Point-based annotation data:
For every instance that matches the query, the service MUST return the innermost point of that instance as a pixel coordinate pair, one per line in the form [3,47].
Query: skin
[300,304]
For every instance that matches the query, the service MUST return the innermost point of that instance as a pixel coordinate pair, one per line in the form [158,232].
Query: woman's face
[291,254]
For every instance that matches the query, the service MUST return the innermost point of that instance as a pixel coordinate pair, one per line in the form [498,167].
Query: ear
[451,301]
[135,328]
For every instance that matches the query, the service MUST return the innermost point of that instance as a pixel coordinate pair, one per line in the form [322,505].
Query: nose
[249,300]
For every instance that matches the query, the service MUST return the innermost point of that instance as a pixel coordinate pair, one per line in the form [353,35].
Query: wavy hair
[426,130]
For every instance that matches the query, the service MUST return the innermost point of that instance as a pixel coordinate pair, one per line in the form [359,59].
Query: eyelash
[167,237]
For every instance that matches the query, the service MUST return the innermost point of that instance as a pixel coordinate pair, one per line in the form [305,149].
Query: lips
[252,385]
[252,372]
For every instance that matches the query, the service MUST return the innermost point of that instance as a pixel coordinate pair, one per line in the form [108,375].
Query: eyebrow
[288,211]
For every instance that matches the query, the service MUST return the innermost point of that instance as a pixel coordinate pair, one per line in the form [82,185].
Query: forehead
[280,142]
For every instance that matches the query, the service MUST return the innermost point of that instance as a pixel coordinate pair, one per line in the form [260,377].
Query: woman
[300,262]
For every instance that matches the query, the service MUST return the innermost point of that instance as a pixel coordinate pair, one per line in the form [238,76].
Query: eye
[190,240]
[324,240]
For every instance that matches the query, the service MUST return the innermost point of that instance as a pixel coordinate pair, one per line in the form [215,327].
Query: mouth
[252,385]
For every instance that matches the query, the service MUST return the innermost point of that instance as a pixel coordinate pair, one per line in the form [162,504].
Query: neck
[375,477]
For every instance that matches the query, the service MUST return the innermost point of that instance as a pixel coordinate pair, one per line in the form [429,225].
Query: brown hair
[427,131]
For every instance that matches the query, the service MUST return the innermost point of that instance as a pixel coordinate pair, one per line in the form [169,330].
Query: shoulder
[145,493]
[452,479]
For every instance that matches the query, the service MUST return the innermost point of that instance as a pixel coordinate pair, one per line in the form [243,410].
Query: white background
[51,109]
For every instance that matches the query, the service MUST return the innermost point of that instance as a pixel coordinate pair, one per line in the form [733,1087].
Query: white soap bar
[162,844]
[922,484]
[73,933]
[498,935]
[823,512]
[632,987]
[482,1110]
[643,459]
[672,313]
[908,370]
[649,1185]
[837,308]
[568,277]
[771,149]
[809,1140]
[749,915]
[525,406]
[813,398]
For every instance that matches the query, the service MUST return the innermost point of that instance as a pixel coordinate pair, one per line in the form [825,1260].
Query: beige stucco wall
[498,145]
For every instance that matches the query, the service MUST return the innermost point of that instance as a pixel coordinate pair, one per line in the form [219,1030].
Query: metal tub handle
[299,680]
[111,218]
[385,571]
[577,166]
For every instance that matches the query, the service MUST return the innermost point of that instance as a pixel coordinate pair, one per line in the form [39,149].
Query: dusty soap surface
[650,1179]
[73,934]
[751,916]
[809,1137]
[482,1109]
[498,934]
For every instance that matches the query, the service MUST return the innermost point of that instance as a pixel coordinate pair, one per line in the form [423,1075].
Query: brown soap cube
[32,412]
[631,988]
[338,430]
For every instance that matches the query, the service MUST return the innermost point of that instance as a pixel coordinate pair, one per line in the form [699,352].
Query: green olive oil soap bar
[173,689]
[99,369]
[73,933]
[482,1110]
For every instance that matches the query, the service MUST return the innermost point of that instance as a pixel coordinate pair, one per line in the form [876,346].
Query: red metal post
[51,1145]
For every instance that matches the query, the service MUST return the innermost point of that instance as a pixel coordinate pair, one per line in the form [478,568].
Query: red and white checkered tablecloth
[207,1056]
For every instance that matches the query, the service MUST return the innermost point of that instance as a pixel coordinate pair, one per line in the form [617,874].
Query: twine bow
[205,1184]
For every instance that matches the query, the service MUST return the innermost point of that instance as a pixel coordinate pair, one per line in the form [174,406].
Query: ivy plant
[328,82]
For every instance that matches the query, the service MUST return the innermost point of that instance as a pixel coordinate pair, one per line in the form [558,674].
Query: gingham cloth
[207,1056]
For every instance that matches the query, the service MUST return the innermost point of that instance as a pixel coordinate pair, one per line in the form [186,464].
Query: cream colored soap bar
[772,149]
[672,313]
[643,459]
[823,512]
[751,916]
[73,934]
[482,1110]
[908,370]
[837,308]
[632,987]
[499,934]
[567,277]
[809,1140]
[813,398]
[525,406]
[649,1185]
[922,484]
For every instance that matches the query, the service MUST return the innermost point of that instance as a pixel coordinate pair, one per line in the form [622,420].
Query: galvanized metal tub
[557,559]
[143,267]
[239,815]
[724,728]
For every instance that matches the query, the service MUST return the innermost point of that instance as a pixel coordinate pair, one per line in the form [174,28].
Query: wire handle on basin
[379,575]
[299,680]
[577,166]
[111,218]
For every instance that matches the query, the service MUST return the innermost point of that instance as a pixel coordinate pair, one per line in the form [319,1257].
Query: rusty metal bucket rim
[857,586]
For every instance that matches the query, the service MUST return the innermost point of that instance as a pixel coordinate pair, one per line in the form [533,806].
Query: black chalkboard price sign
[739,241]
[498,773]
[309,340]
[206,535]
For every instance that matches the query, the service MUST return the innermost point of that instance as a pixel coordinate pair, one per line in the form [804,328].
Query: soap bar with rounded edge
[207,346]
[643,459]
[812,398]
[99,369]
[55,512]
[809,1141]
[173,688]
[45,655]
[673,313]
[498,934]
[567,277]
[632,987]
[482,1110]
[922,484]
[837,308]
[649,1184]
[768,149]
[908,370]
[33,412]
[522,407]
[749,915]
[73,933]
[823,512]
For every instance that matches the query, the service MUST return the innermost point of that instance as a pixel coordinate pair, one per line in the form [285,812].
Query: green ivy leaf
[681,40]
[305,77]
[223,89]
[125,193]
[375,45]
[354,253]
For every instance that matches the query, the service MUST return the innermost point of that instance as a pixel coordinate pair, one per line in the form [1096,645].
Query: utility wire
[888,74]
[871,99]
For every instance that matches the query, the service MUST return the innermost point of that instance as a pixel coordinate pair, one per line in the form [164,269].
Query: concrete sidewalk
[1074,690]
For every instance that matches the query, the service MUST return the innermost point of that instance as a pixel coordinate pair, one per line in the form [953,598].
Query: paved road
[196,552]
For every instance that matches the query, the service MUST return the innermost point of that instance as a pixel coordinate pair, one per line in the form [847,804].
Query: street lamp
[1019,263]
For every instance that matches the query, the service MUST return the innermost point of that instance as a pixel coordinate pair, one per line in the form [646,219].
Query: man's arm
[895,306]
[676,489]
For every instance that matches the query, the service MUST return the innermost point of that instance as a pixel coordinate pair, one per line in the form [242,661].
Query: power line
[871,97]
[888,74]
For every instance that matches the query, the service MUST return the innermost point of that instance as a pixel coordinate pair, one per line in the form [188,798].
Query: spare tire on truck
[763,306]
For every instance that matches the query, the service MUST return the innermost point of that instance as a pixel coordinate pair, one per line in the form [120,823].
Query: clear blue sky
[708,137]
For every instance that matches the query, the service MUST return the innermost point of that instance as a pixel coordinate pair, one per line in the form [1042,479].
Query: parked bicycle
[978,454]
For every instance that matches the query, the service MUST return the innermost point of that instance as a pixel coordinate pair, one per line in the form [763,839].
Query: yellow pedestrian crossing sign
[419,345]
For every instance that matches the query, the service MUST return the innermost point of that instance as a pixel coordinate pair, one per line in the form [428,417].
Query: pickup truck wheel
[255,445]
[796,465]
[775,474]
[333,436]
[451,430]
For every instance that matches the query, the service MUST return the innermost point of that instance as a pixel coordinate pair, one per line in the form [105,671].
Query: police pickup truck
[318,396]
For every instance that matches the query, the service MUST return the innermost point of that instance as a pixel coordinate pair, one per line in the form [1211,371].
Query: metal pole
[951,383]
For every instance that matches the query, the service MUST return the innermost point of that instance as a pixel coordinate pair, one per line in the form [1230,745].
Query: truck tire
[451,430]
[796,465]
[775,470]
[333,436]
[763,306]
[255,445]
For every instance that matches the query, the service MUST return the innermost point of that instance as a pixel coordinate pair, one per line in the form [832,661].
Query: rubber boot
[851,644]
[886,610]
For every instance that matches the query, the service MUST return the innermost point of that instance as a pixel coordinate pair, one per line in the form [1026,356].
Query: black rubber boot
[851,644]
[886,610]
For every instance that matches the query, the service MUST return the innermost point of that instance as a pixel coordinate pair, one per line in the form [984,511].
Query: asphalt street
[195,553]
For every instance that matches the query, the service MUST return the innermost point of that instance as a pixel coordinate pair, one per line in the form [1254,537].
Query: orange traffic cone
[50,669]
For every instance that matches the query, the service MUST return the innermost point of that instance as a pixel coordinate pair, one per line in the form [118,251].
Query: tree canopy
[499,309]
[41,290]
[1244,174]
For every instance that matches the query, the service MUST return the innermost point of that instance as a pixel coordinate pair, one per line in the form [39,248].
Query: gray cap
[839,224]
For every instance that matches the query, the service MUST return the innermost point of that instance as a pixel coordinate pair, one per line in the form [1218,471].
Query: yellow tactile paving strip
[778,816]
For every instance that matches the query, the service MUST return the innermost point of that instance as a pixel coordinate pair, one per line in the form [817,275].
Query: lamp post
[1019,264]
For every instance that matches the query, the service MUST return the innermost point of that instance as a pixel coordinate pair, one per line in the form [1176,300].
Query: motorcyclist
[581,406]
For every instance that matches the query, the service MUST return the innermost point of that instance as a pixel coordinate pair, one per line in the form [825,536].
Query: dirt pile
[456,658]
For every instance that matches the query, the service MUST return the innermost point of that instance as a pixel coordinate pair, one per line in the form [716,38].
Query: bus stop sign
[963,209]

• [Directions for this task] Pull out every line from the one with "the form [118,251]." to the end of the listing, and output only those.

• [Complete answer]
For every instance that matches the query, the service MUST return the innermost point of that instance as a pixel coordinate pair, one per line in the form [118,251].
Query: tree canopy
[499,309]
[41,290]
[1244,174]
For every instance that matches the query, the service MUST return the innermost point of that instance as a pixel coordinate pair, one per line in the form [39,248].
Query: gray cap
[839,224]
For every instance that matches the query, the service MUST return the innermost point of that instance as a pixel coordinate pair, one per line in the form [1218,471].
Query: yellow tactile paving strip
[778,816]
For every instance that matches the query, the service MUST return the innermost point of that instance as a pixel coordinate pair, one per line in the form [817,275].
Query: lamp post
[1019,264]
For every instance that matches the query, the service MUST return the innermost point of that instance as a pixel coordinate pair, one per line in the form [1176,300].
Query: motorcyclist
[581,406]
For every instance that matches the query, the service MUST return the innermost point of that instance as a pixel coordinate pair, one per line in the form [825,536].
Query: dirt pile
[456,658]
For every instance that matches the query, the service MUST return the innermost point of that instance as a pixel coordinate pair, one per line in the form [716,38].
Query: bus stop sign
[963,209]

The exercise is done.